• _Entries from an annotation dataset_
* * * * * * *
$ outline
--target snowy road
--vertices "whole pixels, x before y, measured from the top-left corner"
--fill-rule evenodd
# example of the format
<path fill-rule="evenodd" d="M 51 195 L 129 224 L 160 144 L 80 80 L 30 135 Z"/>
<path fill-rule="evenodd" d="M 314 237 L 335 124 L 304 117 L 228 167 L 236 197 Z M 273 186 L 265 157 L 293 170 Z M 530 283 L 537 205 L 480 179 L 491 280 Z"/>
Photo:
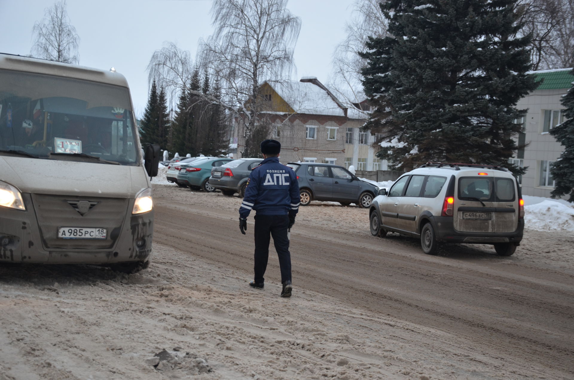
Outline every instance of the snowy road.
<path fill-rule="evenodd" d="M 195 379 L 571 379 L 574 234 L 529 231 L 514 256 L 374 238 L 367 211 L 312 204 L 292 231 L 293 284 L 249 288 L 253 219 L 236 197 L 154 187 L 154 262 L 0 267 L 0 379 L 168 379 L 144 360 L 179 346 Z M 272 249 L 273 251 L 273 250 Z M 3 376 L 4 377 L 3 378 Z"/>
* * * * * * *
• _EXERCISE INSTRUCTIONS_
Return the records word for word from the start through the line containing "Outline every instance of the snowy road.". Leave the pictures out.

• _SOLUTION BELOW_
$ outline
--target snowy road
--vertices "whole pixels, x before y, measured from the top-left corner"
--fill-rule evenodd
# example of the format
<path fill-rule="evenodd" d="M 51 195 L 129 224 L 160 144 L 80 80 L 30 135 Z"/>
<path fill-rule="evenodd" d="M 314 237 L 335 124 L 304 117 L 228 167 L 236 197 Z M 273 186 L 265 157 L 293 170 Z M 530 283 L 537 205 L 480 179 L 491 280 Z"/>
Photo:
Outline every instance of the snowy road.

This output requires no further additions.